Start of STUDY TEXT
Paragraph analysis using NLP and Python

admin

6 years ago

As a part of analysis, we want to find length or number of letters in the text or paragraph and number of times each word repeated. We can perform this analysis by using NLP (Natural language processing) and Python in simpler way.

In order to perform above analysis, we need to do some operations on the text like tokenization, removing stop words, sorting and counting. Let us discuss each step in a detailed manner.

Step 1

First step is to create a text or paragraph and assigning it to a variable.

Python Code:

txt1 = "Python is an interpreted, high-level, general-purpose programming language. Created by Guido van Rossum and first released in 1991, Python's design philosophy emphasizes code readability with its notable use of significant whitespace. Its language constructs and object-oriented approach aim to help programmers write clear, logical code for small and large-scale projects Python is dynamically typed and garbage-collected. It supports multiple programming paradigms, including structured (particularly, procedural), object-oriented, and functional programming. Python is often described as a batteries included language due to its comprehensive standard library. Python was conceived in the late 1980s as a successor to the ABC language. Python 2.0, released in 2000, introduced features like list comprehensions and a garbage collection system capable of collecting reference cycles. Python 3.0, released in 2008, was a major revision of the language that is not completely backward-compatible, and much Python 2 code does not run unmodified on Python 3."

Step 2

We can find the length of the paragraph or text simply by using len() function. This function only works when the text is in string format.

Python Code:

len(txt1)

Output:

Step 3

Step 3 is tokenization, which means dividing each word in the paragraph into separate strings. We can perform this by using nltk library in NLP. split() function is used for tokenization.
End of STUDY TEXT
Start of INPUT FOR THIS TASK
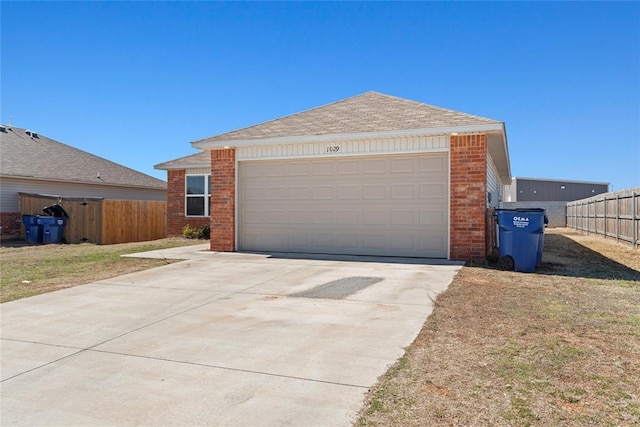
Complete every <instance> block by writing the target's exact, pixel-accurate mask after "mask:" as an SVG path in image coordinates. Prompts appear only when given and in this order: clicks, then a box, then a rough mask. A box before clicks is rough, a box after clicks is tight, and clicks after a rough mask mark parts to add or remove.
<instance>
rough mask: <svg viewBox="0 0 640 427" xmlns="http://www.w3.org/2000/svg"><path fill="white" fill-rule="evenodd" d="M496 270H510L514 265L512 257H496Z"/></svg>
mask: <svg viewBox="0 0 640 427" xmlns="http://www.w3.org/2000/svg"><path fill="white" fill-rule="evenodd" d="M497 267H498V270H503V271H512V270H513V269H514V267H515V262H513V258H511V256H509V255H507V256H503V257H500V258H498V265H497Z"/></svg>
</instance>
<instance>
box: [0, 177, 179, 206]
mask: <svg viewBox="0 0 640 427" xmlns="http://www.w3.org/2000/svg"><path fill="white" fill-rule="evenodd" d="M18 193H32V194H47V195H54V196H61V197H103V198H105V199H125V200H167V192H166V190H156V189H137V188H128V187H115V186H109V185H90V184H75V183H62V182H52V181H40V180H33V179H16V178H2V181H0V212H19V211H20V207H19V206H18V205H19V197H18Z"/></svg>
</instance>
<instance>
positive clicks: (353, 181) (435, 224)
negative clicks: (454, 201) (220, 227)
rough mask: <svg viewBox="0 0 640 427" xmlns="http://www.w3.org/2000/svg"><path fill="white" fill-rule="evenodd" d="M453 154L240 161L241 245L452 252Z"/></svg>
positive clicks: (239, 165)
mask: <svg viewBox="0 0 640 427" xmlns="http://www.w3.org/2000/svg"><path fill="white" fill-rule="evenodd" d="M447 164H448V162H447V156H446V155H443V154H438V155H411V156H406V155H402V156H384V157H378V156H369V157H347V158H339V159H314V160H309V159H300V160H282V161H280V160H278V161H273V160H270V161H244V162H239V169H238V179H239V186H238V202H239V205H238V209H239V210H238V212H239V215H238V249H239V250H247V251H273V252H303V253H322V254H351V255H383V256H412V257H436V258H447V240H448V239H447V230H448V209H447V205H448V203H447V202H448V196H447V193H448V191H447V177H448V174H447Z"/></svg>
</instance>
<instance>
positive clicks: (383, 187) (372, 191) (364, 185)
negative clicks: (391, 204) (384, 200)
mask: <svg viewBox="0 0 640 427" xmlns="http://www.w3.org/2000/svg"><path fill="white" fill-rule="evenodd" d="M362 198H363V199H380V200H384V199H386V198H387V185H386V184H378V185H372V184H368V185H364V187H363V192H362Z"/></svg>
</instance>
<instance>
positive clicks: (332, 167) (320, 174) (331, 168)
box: [312, 161, 334, 176]
mask: <svg viewBox="0 0 640 427" xmlns="http://www.w3.org/2000/svg"><path fill="white" fill-rule="evenodd" d="M312 169H313V175H314V176H332V175H333V174H334V171H333V170H334V165H333V163H330V162H326V161H320V162H314V164H313V166H312Z"/></svg>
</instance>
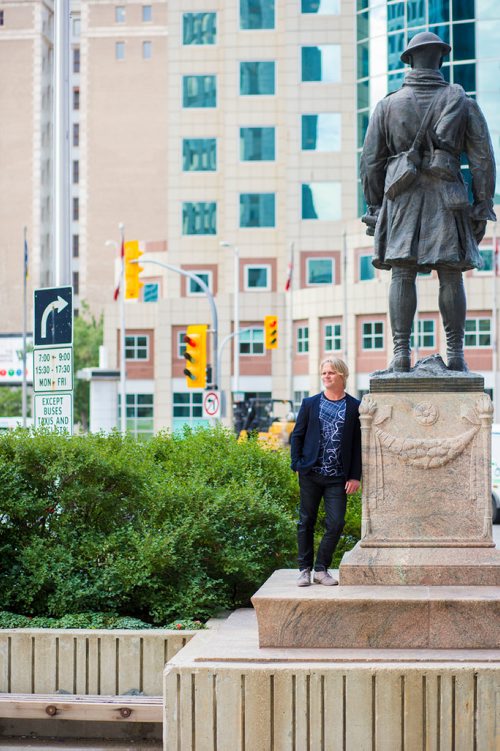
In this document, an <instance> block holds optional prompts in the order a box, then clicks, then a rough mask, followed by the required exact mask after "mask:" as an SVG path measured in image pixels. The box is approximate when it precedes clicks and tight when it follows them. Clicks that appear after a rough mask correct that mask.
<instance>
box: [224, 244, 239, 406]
mask: <svg viewBox="0 0 500 751" xmlns="http://www.w3.org/2000/svg"><path fill="white" fill-rule="evenodd" d="M220 245H221V247H222V248H232V250H233V253H234V294H233V300H234V314H233V317H234V335H235V336H234V347H233V391H234V392H235V393H237V392H238V391H239V390H240V339H239V335H240V252H239V249H238V247H237V246H236V245H233V243H228V242H226V241H225V240H223V241H222V242H221V243H220Z"/></svg>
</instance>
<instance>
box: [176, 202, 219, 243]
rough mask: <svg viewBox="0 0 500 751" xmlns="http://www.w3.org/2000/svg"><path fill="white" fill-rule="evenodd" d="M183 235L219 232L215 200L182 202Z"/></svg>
mask: <svg viewBox="0 0 500 751" xmlns="http://www.w3.org/2000/svg"><path fill="white" fill-rule="evenodd" d="M182 234H183V235H215V234H217V204H216V203H215V201H214V202H196V203H195V202H186V203H183V204H182Z"/></svg>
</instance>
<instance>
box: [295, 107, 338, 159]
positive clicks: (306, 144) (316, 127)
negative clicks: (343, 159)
mask: <svg viewBox="0 0 500 751" xmlns="http://www.w3.org/2000/svg"><path fill="white" fill-rule="evenodd" d="M340 147H341V140H340V113H339V112H328V113H327V112H325V113H321V114H318V115H302V149H303V151H340Z"/></svg>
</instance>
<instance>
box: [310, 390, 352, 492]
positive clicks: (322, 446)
mask: <svg viewBox="0 0 500 751" xmlns="http://www.w3.org/2000/svg"><path fill="white" fill-rule="evenodd" d="M345 412H346V398H345V396H344V397H343V398H342V399H338V400H336V401H331V400H330V399H327V398H326V396H325V395H324V394H323V393H322V394H321V399H320V403H319V426H320V440H319V453H318V459H317V461H316V464H315V465H314V467H313V471H314V472H318V473H319V474H320V475H325V476H327V477H338V478H344V470H343V468H342V457H341V453H340V444H341V441H342V434H343V432H344V424H345Z"/></svg>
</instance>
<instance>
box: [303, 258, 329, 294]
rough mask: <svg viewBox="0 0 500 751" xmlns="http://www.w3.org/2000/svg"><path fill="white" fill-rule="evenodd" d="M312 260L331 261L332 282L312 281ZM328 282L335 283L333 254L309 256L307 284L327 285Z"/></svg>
mask: <svg viewBox="0 0 500 751" xmlns="http://www.w3.org/2000/svg"><path fill="white" fill-rule="evenodd" d="M311 261H330V263H331V265H332V281H331V282H310V281H309V270H310V263H311ZM328 284H335V258H333V257H331V256H309V257H308V258H306V285H307V286H308V287H325V286H326V285H328Z"/></svg>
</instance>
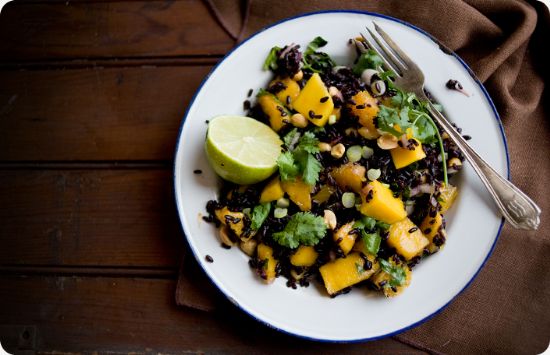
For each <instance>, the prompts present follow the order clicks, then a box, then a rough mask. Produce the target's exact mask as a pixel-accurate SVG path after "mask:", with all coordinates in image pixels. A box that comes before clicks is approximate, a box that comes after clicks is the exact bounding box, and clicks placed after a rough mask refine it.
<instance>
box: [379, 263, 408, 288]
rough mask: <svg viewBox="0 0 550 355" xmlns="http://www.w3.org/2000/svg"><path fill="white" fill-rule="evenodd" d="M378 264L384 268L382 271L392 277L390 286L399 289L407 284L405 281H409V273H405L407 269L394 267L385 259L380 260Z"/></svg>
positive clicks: (394, 265)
End of INPUT FOR THIS TASK
• REQUIRED TASKS:
A. Extract every line in the records that contains the string "positive".
B. Pick up the paragraph-analysis article from its last sentence and keep writing.
The records are unrelated to the paragraph-analysis article.

• ANSWER SET:
A.
positive clicks: (353, 181) (435, 224)
positive clicks: (239, 165)
positive clicks: (383, 187) (372, 191) (364, 185)
positive clicks: (332, 167) (320, 174) (331, 168)
positive clicks: (306, 144) (316, 127)
positive clicks: (322, 446)
positive clicks: (394, 265)

B.
Python Code:

#spliting the words
tokenized_text = txt1.split()

Step 4

In this step, we will remove stop words from text. In order to remove stop words, we have to import stop words of English language from nltk corpus library. These stop words are removed from text if they are present in corpus library and store the remaining text in the list.

Python Code:

from nltk.corpus import stopwords
#removing stopwords from tokenized_text
sw=stopwords.words('English')
final_words=[word for word in tokenized_text if word not in sw]

Step 5

This step includes sorting. sort() function is used to sort the tokens in an order of numbers, upper case and lower case alphabetical order. After sorting, it is stored in a list.

Python Code:

final_words.sort()
print(final_words)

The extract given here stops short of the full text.